Exercise goal
Update the material below, starting at the line that contains "the staircase, one" and ending at the line that contains "(1006, 288)". Change "pixel coordinates" to "x and y coordinates" everywhere in that span, leave all else as it is, and give back only those lines.

Given data

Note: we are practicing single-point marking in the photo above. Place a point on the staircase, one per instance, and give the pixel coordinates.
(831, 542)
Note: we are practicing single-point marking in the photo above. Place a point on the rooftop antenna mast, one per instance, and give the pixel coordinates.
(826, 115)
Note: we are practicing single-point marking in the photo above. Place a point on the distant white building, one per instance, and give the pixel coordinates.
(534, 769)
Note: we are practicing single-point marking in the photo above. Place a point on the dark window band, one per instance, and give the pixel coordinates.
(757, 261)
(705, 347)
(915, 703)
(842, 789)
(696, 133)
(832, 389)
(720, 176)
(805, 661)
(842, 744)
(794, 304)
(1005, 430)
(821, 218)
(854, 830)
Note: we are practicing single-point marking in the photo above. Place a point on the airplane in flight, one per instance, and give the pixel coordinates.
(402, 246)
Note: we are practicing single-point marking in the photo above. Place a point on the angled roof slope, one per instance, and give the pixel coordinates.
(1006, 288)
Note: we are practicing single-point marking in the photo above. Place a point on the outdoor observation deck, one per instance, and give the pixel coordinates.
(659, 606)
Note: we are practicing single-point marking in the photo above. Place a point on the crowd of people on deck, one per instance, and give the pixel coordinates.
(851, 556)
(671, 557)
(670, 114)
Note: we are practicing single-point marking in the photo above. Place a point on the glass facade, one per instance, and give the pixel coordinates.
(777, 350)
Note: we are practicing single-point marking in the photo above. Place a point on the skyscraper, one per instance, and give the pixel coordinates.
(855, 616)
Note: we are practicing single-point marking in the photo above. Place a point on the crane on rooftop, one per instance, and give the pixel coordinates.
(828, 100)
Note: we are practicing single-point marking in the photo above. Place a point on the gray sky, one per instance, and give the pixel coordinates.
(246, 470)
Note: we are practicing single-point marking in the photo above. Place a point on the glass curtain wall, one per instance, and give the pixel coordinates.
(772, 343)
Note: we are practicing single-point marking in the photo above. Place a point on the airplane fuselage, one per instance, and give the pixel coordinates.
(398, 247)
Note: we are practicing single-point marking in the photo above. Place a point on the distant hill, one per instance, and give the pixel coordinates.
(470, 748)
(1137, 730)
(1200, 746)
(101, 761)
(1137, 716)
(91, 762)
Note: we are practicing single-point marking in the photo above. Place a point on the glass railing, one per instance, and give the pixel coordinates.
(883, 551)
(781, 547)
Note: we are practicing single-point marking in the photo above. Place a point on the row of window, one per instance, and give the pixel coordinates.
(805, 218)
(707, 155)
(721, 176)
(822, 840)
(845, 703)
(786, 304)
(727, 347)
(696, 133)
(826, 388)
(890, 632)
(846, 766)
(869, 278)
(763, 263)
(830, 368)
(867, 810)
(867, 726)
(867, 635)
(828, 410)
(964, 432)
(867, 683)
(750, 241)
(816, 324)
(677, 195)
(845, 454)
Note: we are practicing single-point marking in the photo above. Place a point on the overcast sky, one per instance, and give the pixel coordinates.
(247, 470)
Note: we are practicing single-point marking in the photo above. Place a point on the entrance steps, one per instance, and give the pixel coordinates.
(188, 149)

* * *

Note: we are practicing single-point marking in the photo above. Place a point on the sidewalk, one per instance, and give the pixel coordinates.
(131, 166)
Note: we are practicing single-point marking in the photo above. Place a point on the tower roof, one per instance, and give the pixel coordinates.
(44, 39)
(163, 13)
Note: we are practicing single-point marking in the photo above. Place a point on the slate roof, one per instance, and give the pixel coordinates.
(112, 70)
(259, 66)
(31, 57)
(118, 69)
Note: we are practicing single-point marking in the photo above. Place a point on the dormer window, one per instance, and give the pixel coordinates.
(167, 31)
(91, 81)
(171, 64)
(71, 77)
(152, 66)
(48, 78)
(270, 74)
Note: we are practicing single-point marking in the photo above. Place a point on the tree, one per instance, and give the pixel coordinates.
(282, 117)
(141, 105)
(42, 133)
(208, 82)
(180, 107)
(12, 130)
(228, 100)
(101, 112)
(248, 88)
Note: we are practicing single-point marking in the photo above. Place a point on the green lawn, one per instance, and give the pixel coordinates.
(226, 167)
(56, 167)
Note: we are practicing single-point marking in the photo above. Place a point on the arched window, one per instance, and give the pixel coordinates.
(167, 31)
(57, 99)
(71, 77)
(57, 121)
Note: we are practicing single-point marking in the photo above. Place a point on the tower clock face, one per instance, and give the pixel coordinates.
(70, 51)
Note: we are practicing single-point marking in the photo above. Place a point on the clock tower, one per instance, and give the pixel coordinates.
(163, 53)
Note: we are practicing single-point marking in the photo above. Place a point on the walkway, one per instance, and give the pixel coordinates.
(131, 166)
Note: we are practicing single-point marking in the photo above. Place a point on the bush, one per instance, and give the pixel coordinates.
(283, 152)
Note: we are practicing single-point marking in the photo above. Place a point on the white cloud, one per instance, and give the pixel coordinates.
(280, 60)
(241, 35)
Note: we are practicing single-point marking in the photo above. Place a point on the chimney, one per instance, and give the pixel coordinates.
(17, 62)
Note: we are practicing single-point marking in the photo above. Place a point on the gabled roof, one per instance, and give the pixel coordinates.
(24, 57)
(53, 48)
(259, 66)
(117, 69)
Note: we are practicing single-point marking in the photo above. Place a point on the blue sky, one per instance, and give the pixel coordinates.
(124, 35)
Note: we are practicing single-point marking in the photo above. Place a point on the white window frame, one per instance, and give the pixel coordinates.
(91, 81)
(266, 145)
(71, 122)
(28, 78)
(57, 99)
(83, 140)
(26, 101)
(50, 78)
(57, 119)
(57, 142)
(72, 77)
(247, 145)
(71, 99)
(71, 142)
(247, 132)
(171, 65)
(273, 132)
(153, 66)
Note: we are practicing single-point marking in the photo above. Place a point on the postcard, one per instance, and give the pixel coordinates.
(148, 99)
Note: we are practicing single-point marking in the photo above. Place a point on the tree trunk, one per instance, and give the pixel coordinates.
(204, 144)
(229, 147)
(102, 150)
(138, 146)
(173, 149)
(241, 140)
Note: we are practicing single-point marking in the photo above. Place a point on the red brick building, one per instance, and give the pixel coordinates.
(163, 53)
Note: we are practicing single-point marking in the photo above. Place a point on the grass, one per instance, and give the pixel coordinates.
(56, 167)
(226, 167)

==

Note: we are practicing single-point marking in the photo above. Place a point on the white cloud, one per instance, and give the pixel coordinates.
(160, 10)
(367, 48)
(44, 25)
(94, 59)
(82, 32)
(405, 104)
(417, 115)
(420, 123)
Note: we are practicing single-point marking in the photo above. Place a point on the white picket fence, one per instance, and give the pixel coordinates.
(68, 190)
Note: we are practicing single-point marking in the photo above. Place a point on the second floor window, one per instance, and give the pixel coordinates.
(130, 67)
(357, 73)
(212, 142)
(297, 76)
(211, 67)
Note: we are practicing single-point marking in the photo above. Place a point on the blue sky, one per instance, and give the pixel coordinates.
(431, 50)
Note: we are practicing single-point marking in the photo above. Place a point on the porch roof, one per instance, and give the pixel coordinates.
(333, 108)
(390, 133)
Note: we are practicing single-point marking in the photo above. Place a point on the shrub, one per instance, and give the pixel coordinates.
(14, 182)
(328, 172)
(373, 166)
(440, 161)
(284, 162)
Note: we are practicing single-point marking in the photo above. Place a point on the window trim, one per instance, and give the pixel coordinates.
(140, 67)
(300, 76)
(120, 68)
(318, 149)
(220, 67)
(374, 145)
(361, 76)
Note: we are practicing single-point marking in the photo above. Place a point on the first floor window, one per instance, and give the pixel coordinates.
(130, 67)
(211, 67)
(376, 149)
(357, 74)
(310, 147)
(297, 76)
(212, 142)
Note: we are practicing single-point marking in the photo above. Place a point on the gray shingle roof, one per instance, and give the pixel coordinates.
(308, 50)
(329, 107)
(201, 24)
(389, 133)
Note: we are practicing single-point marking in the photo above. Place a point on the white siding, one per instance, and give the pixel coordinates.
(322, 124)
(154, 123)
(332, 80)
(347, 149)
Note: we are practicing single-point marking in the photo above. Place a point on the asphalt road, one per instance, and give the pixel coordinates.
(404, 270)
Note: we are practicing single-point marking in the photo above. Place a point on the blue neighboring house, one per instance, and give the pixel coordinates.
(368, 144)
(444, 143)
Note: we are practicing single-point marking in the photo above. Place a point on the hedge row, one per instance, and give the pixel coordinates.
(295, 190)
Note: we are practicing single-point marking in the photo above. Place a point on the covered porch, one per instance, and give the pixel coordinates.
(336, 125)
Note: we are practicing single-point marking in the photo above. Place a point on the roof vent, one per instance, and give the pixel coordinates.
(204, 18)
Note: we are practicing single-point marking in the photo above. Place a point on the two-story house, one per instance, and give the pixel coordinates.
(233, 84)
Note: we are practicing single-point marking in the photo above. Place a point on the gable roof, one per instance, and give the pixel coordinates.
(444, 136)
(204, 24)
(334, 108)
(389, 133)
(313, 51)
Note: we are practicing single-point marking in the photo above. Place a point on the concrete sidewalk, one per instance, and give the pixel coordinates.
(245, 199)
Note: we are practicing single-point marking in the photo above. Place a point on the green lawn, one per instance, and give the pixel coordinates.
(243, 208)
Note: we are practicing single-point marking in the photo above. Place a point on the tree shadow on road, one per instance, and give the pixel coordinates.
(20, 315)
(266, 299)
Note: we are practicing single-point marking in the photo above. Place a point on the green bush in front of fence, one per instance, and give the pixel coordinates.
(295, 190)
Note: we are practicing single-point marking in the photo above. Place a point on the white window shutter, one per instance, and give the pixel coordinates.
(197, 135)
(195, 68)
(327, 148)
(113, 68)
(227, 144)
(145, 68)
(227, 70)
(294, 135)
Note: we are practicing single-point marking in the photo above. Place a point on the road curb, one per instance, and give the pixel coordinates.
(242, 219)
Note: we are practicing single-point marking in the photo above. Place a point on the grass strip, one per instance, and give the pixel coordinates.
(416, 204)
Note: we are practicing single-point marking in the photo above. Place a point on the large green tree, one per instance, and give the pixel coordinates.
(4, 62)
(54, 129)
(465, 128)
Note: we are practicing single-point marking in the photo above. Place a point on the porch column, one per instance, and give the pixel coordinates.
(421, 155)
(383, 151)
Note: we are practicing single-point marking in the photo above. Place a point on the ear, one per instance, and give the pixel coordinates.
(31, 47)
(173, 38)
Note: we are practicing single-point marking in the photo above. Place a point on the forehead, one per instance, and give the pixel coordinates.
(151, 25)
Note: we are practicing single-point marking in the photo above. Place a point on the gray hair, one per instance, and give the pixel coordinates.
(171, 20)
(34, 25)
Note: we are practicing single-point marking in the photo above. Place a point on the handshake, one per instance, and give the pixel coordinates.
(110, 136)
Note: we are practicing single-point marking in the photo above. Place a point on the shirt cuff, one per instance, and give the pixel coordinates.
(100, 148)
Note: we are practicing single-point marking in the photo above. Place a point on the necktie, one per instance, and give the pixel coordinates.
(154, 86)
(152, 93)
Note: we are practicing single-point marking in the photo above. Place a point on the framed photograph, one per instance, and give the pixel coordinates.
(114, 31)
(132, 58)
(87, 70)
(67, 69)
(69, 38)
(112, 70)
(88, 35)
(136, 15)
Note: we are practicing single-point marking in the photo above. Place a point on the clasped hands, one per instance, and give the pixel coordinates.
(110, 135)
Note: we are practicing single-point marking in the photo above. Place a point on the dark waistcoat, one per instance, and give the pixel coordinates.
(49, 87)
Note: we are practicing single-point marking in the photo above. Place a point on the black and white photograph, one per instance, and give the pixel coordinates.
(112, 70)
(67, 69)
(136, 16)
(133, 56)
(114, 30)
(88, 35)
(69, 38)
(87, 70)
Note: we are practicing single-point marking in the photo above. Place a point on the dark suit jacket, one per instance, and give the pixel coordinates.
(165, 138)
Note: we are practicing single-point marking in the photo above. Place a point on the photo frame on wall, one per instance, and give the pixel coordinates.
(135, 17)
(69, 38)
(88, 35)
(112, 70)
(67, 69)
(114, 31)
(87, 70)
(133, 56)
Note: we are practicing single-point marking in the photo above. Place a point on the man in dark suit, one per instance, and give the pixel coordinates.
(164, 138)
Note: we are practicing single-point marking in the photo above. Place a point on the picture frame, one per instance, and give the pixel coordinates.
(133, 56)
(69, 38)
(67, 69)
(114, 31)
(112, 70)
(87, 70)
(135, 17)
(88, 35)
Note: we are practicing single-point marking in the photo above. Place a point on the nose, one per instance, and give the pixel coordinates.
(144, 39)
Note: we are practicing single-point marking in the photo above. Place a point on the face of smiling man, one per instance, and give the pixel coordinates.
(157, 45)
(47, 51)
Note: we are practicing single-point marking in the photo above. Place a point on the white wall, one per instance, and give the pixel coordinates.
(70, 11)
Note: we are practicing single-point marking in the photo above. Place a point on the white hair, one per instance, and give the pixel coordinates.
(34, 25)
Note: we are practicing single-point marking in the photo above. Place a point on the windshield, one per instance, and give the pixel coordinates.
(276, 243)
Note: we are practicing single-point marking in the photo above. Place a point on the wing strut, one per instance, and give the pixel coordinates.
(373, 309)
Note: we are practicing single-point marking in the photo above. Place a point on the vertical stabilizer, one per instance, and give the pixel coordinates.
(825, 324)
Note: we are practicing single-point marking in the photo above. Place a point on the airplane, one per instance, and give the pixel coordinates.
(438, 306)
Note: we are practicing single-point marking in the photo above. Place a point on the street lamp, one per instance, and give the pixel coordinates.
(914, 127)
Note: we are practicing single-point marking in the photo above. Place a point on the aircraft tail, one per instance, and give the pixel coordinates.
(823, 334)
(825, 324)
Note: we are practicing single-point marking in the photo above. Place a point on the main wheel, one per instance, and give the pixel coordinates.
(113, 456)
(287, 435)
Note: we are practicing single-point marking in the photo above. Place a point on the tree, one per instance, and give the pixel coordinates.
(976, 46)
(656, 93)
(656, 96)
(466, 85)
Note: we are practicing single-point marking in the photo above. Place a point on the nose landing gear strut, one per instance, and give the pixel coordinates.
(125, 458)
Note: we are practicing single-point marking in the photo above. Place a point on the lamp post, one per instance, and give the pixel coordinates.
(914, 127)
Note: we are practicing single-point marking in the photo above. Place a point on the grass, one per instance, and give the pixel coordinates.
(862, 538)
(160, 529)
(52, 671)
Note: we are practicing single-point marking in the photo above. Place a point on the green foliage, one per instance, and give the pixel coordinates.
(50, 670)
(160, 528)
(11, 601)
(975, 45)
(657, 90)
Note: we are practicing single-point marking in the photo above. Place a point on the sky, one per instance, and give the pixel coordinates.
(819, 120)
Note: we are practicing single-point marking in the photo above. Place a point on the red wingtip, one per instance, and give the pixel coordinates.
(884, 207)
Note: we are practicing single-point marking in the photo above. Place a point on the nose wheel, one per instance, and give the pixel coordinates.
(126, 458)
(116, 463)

Expected answer
Note: we are practicing single-point marking in the photo above. Place a point on the staircase, one per instance, and give the x and y coordinates.
(831, 542)
Note: we are practicing single-point marking in the photo above. Place a point on the rooftop antenna mast, one per instance, and give the x and y coordinates.
(826, 115)
Note: we are practicing single-point marking in the photo above. Place a point on the distant white building, one per instance, and give the x and y coordinates.
(534, 769)
Note: we are practicing single-point marking in the photo above. Place a point on the dark window band, one per instance, and give the x and y coordinates.
(757, 261)
(705, 347)
(915, 703)
(842, 789)
(696, 133)
(832, 389)
(720, 176)
(805, 661)
(842, 744)
(794, 304)
(1005, 430)
(821, 218)
(854, 830)
Note: we are practicing single-point marking in the photo above. Place a point on the airplane in flight, one per instance, and give the x and y coordinates.
(402, 246)
Note: we are practicing single-point marking in the photo above. Place a point on the angled roof slope, one per instance, and give the x and y coordinates.
(1006, 288)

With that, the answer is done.